_WORK ORDER_
Reproduce the entries that follow exactly, dropping each image.

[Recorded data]
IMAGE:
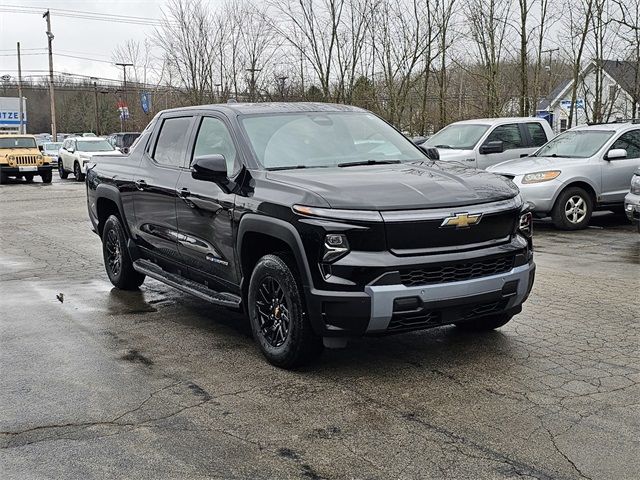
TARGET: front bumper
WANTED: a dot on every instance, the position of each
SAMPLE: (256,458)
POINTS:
(541,196)
(387,309)
(36,170)
(632,207)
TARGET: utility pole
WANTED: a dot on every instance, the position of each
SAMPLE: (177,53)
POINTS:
(20,128)
(124,66)
(253,82)
(54,132)
(95,106)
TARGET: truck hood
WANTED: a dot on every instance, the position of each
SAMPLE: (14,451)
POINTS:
(399,186)
(521,166)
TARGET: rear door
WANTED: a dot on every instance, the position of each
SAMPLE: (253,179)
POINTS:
(205,209)
(617,173)
(515,145)
(155,198)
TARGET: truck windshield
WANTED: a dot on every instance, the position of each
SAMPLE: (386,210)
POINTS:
(325,139)
(94,146)
(575,144)
(458,136)
(17,142)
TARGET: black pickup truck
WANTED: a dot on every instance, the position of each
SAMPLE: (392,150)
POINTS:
(321,222)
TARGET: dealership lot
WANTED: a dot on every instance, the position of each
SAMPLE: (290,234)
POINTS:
(155,384)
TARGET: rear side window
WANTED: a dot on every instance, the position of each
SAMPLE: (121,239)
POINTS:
(630,141)
(509,135)
(537,134)
(172,141)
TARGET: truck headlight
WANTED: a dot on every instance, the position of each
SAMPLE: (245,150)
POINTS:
(336,246)
(537,177)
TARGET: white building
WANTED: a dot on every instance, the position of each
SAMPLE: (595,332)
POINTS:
(619,81)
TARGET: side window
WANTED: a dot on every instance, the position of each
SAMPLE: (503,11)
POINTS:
(509,135)
(214,138)
(537,134)
(630,141)
(172,141)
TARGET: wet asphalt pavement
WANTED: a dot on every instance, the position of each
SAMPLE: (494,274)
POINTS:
(156,384)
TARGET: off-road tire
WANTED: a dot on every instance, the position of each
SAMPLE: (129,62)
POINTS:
(114,247)
(559,215)
(61,171)
(77,172)
(483,324)
(301,345)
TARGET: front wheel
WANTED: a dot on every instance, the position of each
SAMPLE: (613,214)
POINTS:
(573,209)
(277,313)
(77,172)
(484,324)
(117,261)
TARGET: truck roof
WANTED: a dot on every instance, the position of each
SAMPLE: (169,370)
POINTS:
(271,107)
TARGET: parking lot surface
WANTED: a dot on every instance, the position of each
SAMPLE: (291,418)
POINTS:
(156,384)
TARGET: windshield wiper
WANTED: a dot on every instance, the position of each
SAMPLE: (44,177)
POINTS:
(368,162)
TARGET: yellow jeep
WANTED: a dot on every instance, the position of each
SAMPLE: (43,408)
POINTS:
(20,158)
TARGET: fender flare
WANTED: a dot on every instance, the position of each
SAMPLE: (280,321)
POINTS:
(281,230)
(110,192)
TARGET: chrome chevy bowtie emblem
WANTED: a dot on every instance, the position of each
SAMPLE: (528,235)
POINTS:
(461,220)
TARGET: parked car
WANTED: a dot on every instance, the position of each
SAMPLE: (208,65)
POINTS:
(76,153)
(632,200)
(122,140)
(485,142)
(581,170)
(51,151)
(20,158)
(321,221)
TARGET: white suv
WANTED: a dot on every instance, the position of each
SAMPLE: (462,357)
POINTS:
(77,151)
(485,142)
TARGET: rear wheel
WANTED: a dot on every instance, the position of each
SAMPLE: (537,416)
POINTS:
(484,324)
(117,261)
(61,171)
(573,209)
(77,172)
(277,313)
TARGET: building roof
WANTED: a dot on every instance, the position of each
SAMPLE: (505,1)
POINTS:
(623,73)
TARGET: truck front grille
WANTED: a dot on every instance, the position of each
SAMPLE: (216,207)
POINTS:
(26,160)
(456,272)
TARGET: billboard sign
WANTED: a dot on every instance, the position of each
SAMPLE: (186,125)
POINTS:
(10,112)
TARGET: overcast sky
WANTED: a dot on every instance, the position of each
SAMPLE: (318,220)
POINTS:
(79,37)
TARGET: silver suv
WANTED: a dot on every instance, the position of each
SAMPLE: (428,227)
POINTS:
(632,200)
(582,169)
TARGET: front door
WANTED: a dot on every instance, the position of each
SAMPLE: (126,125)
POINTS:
(617,173)
(205,211)
(155,198)
(513,140)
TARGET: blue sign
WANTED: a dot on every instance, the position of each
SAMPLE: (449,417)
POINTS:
(145,102)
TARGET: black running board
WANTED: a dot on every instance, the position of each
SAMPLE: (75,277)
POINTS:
(188,286)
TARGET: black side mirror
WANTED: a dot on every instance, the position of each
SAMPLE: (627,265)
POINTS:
(497,146)
(210,168)
(430,152)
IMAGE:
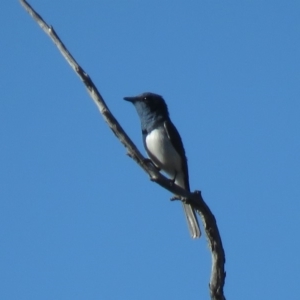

_EXERCISE OUTPUT_
IMAGE:
TARGET: front bumper
WANTED: a dot on every instance, the position of each
SAMPLE: (256,458)
POINTS:
(541,196)
(387,309)
(36,170)
(632,207)
TARGET: utility pole
WANTED: a dot on every instance, the position of each
SAMPLE: (177,53)
POINTS:
(20,128)
(124,66)
(253,82)
(54,132)
(95,106)
TARGET: truck hood
WANTED: a dot on every instance, the position of each
SAMPLE: (14,451)
POINTS:
(399,186)
(521,166)
TARGET: rear door
WANTED: a dot on every instance, the position of each
SAMPLE: (253,179)
POINTS:
(205,209)
(617,173)
(515,145)
(155,198)
TARGET: truck windshield
WANTED: a dot on every instance, the position of each
SAMPLE: (386,210)
POINTS:
(325,139)
(94,146)
(575,144)
(458,136)
(17,142)
TARGET: black pickup truck
WANTED: a dot on every instance, the position of each
SAMPLE: (392,150)
POINTS:
(321,222)
TARGET: dealership lot
WANTED: a dot on every instance, the position of each
SAMPLE: (290,234)
POINTS:
(155,384)
TARGET: rear side window
WANTED: a dot on every instance, the position of each
SAMPLE: (121,239)
POINTS:
(630,141)
(509,135)
(537,134)
(172,141)
TARGET: truck headlight
WANTED: a dot on every instance, the position of each
SAMPLE: (245,150)
POINTS:
(336,246)
(537,177)
TARGET: white building
WANTED: a dot on every instance, the position of each
SAMPLE: (595,332)
POINTS:
(619,81)
TARGET: side window
WANTED: a dot on every instance, the position of each
SAMPLE: (503,11)
POINTS:
(509,135)
(214,138)
(537,134)
(630,141)
(172,141)
TARGET: wet asphalt pavement
WANTED: a dot on every instance, the position of each
SAMPLE: (494,274)
POINTS:
(156,384)
TARGET: off-road tire
WANTED: a dot on every instance, the position of each
SAMPLE: (129,62)
POINTS:
(114,247)
(559,215)
(61,171)
(77,172)
(483,324)
(301,345)
TARGET: front wheel
WANTED: a dot on every instance, the position of each
SAMPLE: (613,214)
POINTS:
(573,209)
(277,313)
(77,172)
(484,324)
(117,261)
TARGET: truck roof
WANTED: a dot on every instance, the position of each
SAMPLE: (169,370)
POINTS:
(271,107)
TARGET: parking lot surface
WANTED: a dot on every instance, the position of each
SAMPLE: (291,418)
POINTS:
(156,384)
TARGET: windshield wiper
WANTED: a dot on every instance, the position of each
SAMPLE: (44,177)
POINTS:
(368,162)
TARGET: yellow jeep
WANTED: a dot on every instance, the position of each
SAMPLE: (43,408)
POINTS:
(20,158)
TARGET: fender flare
WANTED: a dot on every instance, the position of each
SAMPLE: (280,321)
POINTS:
(281,230)
(110,192)
TARGET: chrome chevy bowtie emblem
WANTED: a dot on every instance, the position of each
SAMPLE: (528,235)
POINTS:
(461,220)
TARGET: parked car
WANTED: a dot on every instance, the position of each
SAMPLE: (208,65)
POINTS:
(76,153)
(632,200)
(122,140)
(485,142)
(581,170)
(51,151)
(20,158)
(321,221)
TARGET: white suv
WANTED: a dot on every instance, the position of each
SAMPLE: (462,357)
POINTS:
(77,151)
(485,142)
TARGET: rear wheel
WANTED: a dot on every instance, the position of each
SAMPLE: (537,416)
POINTS:
(484,324)
(117,261)
(61,171)
(573,209)
(77,172)
(277,313)
TARGET: building roof
WANTED: a dot on every instance, the position of each
SAMPLE: (505,1)
POINTS:
(623,73)
TARGET: truck front grille
WANTED: a dot on every instance, the position of each
SAMPLE: (216,207)
POINTS:
(26,160)
(456,272)
TARGET: billboard sign
WANTED: a dot on every instance, the position of each
SAMPLE: (186,125)
POINTS:
(10,112)
TARGET: overcast sky
WANTED: a dot on every instance, the position of each
SAMPLE: (318,220)
POINTS:
(79,37)
TARGET: silver suv
WANTED: a dot on every instance, the position of each
SAMPLE: (428,227)
POINTS:
(632,200)
(582,169)
TARGET: front door
WANTED: a dot on every instance, the position of each
SAMPLE: (126,125)
POINTS:
(617,173)
(205,211)
(155,198)
(513,140)
TARGET: blue sign
WANTED: a dot on every instance, the position of each
SAMPLE: (449,417)
POINTS:
(145,102)
TARGET: black running board
WANTED: a dot on every instance, the position of each
SAMPLE: (75,277)
POINTS:
(188,286)
TARGET: black side mirror
WANTED: a dot on every instance, the position of each
SAMPLE: (627,265)
POINTS:
(497,146)
(210,168)
(430,152)
IMAGE:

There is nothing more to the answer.